--- Exercise aim ---
Output only the lines from the one holding "Indicate the dark suit" to the end of the data below, please, copied exactly.

>> begin

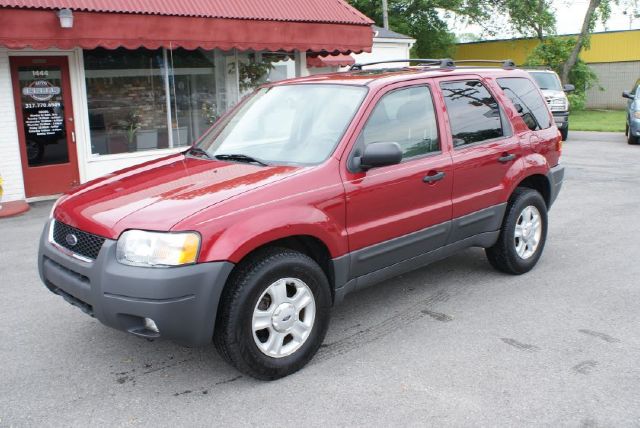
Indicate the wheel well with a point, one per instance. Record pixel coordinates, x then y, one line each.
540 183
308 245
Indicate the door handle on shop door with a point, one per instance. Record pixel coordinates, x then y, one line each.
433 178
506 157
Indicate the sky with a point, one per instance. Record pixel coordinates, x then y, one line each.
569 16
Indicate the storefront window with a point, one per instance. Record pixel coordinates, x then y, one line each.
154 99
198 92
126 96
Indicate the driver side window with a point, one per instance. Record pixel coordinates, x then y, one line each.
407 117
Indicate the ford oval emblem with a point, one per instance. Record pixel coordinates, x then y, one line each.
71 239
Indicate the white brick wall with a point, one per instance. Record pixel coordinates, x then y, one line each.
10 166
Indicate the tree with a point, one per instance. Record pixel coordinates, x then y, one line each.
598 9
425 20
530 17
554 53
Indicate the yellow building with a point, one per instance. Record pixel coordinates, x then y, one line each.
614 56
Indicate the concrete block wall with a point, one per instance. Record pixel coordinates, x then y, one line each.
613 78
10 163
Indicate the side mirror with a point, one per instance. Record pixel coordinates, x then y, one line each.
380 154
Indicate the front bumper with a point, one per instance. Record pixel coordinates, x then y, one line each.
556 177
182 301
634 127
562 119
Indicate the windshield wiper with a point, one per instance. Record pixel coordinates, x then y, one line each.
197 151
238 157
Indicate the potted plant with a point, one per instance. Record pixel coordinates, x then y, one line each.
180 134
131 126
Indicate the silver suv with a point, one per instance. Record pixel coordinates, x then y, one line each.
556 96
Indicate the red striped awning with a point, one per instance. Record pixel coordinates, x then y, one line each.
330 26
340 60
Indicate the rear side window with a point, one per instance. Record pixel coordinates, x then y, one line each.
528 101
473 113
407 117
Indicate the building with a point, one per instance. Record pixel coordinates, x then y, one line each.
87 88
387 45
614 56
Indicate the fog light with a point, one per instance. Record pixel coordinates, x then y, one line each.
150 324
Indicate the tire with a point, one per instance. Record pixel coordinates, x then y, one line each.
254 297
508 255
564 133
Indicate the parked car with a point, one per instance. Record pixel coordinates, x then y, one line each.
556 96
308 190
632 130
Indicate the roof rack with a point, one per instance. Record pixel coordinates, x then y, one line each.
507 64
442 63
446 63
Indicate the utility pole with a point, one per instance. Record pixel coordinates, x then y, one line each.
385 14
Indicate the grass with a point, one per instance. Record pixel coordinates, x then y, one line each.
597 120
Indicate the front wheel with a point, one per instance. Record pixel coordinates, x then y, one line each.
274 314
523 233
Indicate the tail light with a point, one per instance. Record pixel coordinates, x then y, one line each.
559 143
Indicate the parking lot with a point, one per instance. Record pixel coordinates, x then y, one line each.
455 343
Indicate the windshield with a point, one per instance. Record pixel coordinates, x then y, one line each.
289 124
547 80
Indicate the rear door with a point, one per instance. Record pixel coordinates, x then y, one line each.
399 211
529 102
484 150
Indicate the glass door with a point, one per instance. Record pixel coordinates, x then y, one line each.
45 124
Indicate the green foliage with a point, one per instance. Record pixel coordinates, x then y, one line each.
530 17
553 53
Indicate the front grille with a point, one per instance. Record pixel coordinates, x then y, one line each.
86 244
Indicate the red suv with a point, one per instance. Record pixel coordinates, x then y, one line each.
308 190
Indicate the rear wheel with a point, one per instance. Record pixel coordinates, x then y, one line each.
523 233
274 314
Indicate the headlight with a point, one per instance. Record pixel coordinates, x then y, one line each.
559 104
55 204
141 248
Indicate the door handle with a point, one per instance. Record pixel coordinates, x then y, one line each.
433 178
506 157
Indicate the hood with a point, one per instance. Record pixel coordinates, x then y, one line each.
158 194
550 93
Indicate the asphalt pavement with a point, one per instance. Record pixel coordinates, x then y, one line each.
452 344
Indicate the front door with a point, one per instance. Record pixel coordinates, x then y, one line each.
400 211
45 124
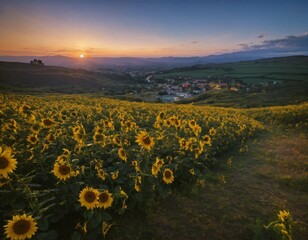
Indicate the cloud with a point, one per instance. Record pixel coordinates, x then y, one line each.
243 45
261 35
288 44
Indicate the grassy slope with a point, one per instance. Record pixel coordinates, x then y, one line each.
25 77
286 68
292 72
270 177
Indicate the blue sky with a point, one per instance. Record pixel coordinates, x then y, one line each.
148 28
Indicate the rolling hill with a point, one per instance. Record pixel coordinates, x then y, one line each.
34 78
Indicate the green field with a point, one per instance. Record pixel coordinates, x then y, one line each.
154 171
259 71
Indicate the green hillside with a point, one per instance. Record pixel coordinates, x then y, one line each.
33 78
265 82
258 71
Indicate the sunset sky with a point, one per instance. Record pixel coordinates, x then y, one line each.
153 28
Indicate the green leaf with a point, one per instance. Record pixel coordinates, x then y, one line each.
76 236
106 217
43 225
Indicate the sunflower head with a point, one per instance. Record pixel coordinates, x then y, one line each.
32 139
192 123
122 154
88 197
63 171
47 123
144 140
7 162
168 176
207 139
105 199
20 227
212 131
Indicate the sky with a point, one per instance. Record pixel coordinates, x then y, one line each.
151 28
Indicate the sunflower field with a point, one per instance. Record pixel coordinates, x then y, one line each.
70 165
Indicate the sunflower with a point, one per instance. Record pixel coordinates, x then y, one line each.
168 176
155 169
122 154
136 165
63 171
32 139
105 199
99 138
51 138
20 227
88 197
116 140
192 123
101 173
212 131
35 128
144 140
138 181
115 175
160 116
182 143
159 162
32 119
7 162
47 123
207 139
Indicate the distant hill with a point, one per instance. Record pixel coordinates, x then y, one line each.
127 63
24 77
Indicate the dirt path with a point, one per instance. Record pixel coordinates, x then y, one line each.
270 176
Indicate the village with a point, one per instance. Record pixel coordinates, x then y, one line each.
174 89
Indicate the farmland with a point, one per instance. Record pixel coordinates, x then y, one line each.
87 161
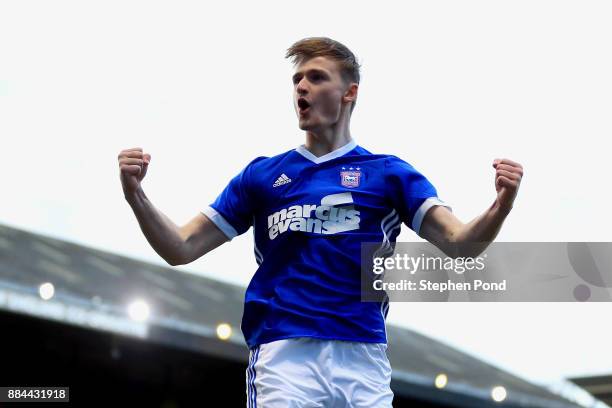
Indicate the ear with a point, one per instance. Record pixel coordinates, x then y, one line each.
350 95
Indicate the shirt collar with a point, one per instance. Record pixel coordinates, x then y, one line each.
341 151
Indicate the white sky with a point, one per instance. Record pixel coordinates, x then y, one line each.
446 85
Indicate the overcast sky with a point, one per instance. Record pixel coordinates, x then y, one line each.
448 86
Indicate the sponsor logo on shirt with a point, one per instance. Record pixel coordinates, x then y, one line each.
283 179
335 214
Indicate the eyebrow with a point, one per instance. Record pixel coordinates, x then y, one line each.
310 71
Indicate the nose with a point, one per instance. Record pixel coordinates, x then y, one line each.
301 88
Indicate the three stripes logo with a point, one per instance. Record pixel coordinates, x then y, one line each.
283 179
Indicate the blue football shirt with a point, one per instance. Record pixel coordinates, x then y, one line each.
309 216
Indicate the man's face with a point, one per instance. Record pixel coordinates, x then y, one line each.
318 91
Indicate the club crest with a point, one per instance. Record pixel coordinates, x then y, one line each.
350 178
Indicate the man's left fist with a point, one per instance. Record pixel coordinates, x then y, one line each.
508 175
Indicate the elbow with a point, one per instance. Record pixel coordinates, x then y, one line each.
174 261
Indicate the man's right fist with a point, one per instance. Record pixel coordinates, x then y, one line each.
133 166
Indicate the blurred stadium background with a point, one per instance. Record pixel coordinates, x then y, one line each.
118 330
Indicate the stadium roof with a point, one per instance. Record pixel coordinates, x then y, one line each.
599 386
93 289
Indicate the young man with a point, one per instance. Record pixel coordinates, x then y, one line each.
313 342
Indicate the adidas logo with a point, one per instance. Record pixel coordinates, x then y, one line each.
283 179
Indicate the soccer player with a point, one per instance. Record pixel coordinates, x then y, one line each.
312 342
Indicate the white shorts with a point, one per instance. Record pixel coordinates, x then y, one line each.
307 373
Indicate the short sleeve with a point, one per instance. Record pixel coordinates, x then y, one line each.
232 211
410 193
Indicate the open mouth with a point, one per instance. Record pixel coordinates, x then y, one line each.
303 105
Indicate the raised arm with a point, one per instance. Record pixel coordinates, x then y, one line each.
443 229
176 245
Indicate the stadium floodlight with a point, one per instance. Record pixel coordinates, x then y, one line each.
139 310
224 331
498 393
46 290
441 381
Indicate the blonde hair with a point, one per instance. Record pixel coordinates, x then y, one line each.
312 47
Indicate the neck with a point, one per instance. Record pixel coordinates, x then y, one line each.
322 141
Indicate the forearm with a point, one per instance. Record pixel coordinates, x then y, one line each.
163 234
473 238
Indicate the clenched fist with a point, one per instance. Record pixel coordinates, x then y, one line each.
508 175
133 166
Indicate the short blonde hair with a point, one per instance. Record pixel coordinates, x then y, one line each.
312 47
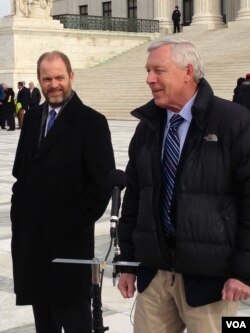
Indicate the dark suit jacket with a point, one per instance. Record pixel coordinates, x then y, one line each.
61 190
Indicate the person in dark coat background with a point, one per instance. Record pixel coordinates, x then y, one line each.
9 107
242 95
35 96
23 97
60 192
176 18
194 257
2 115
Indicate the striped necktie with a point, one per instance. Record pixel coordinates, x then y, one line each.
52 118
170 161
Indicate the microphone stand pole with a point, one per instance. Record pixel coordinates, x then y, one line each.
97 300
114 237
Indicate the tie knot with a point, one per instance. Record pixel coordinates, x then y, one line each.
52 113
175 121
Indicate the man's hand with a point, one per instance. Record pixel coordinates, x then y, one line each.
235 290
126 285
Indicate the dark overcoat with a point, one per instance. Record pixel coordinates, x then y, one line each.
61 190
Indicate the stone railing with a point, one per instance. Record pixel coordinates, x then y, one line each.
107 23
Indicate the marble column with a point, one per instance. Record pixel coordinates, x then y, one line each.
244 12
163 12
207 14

>> end

--- Full response ---
Indicate the dark suit jacket with a point, one per instance. Record pixel coordinates, x then y, one line each.
61 190
Indicate the person in dark coat background with a point, one per instance. Record pixel coordinates, x then y, one line each.
9 107
242 95
35 96
23 97
60 192
176 18
194 257
2 115
Indicate the striped necktie with a point, one per instance. Record pixel coordinates, x then y, one line each.
52 118
170 161
Indicate the microphone stand pole with a point, one per instance. Record pixel coordinates, x then y, one line each.
97 300
114 237
Indicate the tie knot with a point, one per instance. Record pixel coordinates, x then y, one line each.
52 113
175 121
Indicate the man's hand with a point, one per instance. Record pixel coordinates, x then y, one line each.
235 290
126 285
Indicate the dark overcoat with a point, one per instance. Record pixel coordinates, x then y, one line each.
61 190
Indicate the stone railing with a point, one per instance. Record pixel coordinates, x then y, one line each.
107 23
Indicate the marble column with a point, one per instance. Record pixel coordinates, x then y, one line each.
244 12
163 12
207 14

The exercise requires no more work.